→ **YOUR ASSIGNMENT**: Show every line of the material below that contains the word "clicks", copying each such line in full.

→ **RECORDS PROVIDED**:
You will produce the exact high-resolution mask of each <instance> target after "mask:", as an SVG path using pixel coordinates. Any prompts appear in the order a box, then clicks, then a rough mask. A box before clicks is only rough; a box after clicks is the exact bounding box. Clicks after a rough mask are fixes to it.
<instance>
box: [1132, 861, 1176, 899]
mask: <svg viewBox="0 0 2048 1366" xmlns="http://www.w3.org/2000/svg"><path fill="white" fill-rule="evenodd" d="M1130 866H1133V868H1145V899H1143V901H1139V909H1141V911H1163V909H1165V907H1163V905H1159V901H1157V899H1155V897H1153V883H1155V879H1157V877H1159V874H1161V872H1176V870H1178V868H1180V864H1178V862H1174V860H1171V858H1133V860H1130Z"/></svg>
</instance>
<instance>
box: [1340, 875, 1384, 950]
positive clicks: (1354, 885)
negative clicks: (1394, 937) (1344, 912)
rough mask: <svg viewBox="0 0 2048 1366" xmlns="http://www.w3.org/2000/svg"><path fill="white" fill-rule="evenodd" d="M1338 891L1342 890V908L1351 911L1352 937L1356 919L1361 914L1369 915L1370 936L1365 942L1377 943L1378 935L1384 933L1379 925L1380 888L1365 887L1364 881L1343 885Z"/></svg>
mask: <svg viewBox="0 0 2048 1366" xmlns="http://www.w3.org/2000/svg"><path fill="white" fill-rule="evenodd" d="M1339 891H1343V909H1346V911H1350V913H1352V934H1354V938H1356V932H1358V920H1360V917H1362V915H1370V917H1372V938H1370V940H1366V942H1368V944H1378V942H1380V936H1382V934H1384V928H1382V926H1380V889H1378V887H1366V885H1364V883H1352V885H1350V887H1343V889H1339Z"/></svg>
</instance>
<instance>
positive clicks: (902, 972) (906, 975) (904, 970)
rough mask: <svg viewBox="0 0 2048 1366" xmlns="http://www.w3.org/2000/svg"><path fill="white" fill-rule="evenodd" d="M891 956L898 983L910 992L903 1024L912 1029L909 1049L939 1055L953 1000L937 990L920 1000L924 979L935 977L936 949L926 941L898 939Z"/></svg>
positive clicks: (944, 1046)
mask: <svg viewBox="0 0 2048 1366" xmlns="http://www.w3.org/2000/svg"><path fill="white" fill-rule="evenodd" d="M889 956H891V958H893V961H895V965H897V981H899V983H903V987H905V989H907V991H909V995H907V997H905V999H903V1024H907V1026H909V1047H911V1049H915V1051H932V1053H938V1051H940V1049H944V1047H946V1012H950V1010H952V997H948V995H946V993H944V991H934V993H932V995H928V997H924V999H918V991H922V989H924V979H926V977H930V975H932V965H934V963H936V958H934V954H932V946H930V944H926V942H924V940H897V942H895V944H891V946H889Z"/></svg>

→ **WRITTEN SOLUTION**:
You will produce the exact high-resolution mask of each <instance> target after "mask:", as an SVG path using pixel coordinates. Any prompts appear in the order a box, then clicks, then a rough mask. A box before clicks is only rough; a box after clicks is the exact bounding box. Clicks after a rough mask are fixes to it.
positive clicks: (1354, 885)
negative clicks: (1394, 937) (1344, 912)
positive clicks: (902, 972) (906, 975) (904, 970)
positive clicks: (944, 1046)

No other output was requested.